> **THE TASK**: All entries are to be transcribed verbatim, but images are not carried over.

++++ DATASET ++++

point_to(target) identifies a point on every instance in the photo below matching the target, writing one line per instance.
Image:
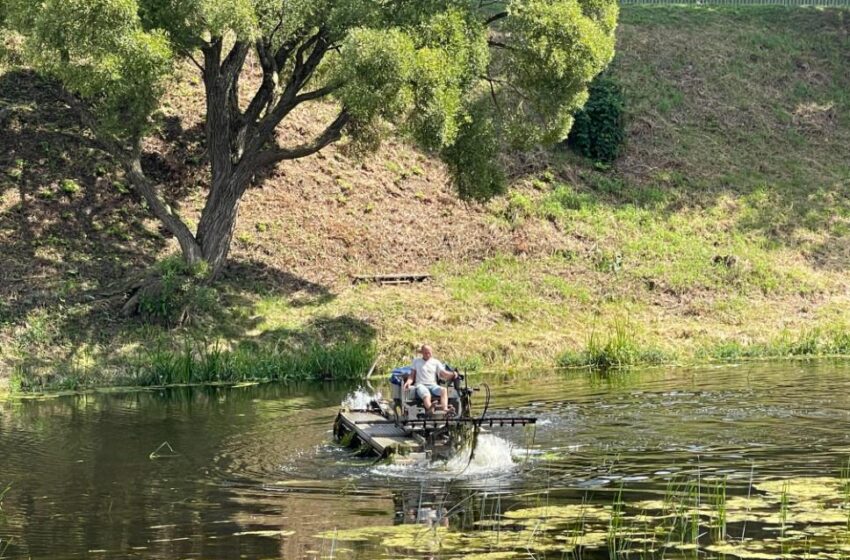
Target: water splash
(359, 399)
(493, 456)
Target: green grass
(199, 362)
(720, 234)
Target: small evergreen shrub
(599, 129)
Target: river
(745, 461)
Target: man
(424, 379)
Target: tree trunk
(218, 219)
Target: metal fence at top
(817, 3)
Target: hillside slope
(721, 232)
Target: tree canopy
(464, 78)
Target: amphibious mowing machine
(402, 427)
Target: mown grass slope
(722, 232)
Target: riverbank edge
(610, 360)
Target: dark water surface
(254, 472)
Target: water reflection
(253, 470)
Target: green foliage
(200, 362)
(556, 48)
(599, 129)
(70, 187)
(619, 349)
(98, 50)
(437, 70)
(472, 158)
(177, 287)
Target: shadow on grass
(70, 229)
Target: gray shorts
(423, 390)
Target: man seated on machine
(424, 379)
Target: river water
(744, 461)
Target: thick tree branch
(331, 134)
(136, 176)
(130, 160)
(316, 93)
(302, 71)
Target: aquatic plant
(3, 493)
(201, 362)
(617, 350)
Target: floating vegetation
(164, 451)
(788, 518)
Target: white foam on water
(358, 400)
(493, 456)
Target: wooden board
(390, 278)
(380, 436)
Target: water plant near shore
(203, 362)
(668, 528)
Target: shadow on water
(660, 464)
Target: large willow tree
(463, 78)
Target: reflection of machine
(403, 426)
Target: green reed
(718, 503)
(201, 362)
(783, 508)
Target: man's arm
(446, 374)
(410, 379)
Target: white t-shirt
(426, 372)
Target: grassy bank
(720, 234)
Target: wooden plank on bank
(390, 278)
(373, 430)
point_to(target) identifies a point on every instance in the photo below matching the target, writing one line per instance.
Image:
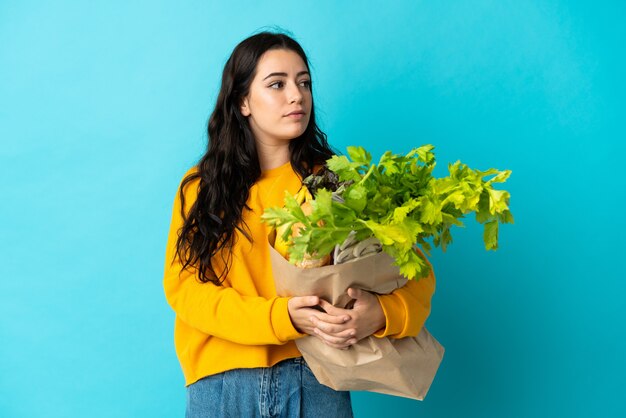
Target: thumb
(311, 301)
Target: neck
(272, 156)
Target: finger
(355, 293)
(304, 301)
(333, 310)
(330, 319)
(338, 346)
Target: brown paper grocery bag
(402, 367)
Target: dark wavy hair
(230, 165)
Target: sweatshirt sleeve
(220, 311)
(407, 308)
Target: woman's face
(281, 86)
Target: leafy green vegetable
(396, 200)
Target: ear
(244, 108)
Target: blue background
(103, 106)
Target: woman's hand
(302, 311)
(366, 317)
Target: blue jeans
(288, 389)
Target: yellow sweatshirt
(243, 324)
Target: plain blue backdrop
(103, 106)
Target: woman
(234, 337)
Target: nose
(295, 95)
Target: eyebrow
(285, 74)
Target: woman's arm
(223, 311)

++++

> **SOLUTION TO THE PROBLEM**:
point_to(target) identifies a point on every instance in the photo below matching the target, writing one line per instance.
Image:
Target: water splash
(359, 399)
(493, 456)
Target: green grass
(199, 362)
(720, 234)
Target: small evergreen shrub
(599, 129)
Target: river
(745, 461)
Target: man
(424, 379)
Target: tree trunk
(218, 219)
Target: metal fence at top
(817, 3)
Target: hillside slope
(721, 232)
Target: tree canopy
(464, 78)
Target: amphibious mowing machine
(402, 427)
Target: mown grass slope
(722, 232)
Target: riverbank edge
(610, 360)
Target: dark water surface
(254, 472)
Target: water reflection
(253, 470)
Target: green foliage
(200, 362)
(556, 48)
(599, 129)
(70, 187)
(619, 349)
(98, 50)
(437, 70)
(472, 158)
(177, 287)
Target: shadow on grass
(70, 229)
Target: gray shorts
(423, 390)
Target: man seated on machine
(424, 379)
Target: river water
(744, 461)
Target: thick tree branch
(331, 134)
(136, 176)
(130, 160)
(316, 93)
(302, 71)
Target: aquatic plant
(3, 493)
(201, 362)
(617, 350)
Target: floating vegetation
(164, 451)
(788, 518)
Target: white foam on water
(358, 400)
(493, 456)
Target: wooden board
(390, 278)
(380, 436)
Target: water plant near shore
(203, 362)
(668, 528)
Target: shadow on water
(660, 464)
Target: large willow tree
(463, 78)
Target: reflection of machine
(403, 426)
Target: green reed
(718, 503)
(201, 362)
(783, 508)
Target: man's arm
(446, 374)
(410, 379)
Target: white t-shirt
(426, 372)
Target: grassy bank
(720, 234)
Target: wooden plank on bank
(390, 278)
(373, 430)
point_to(target) identifies a point on every instance in the photo below matching the target, writing one line per instance.
Image:
Target: thumb
(311, 301)
Target: neck
(272, 156)
Target: finger
(355, 293)
(304, 301)
(333, 310)
(330, 319)
(338, 346)
Target: brown paper grocery bag
(402, 367)
Target: dark wavy hair
(230, 165)
Target: sweatshirt sleeve
(220, 311)
(407, 308)
Target: woman's face
(281, 86)
Target: leafy green vegetable
(396, 200)
Target: ear
(244, 108)
Target: blue background
(103, 106)
Target: woman's hand
(302, 311)
(366, 317)
Target: blue jeans
(288, 389)
Target: yellow sweatshirt
(243, 324)
Target: plain blue backdrop
(103, 106)
Target: woman
(234, 337)
Target: nose
(295, 95)
Target: eyebrow
(285, 74)
Target: woman's arm
(223, 311)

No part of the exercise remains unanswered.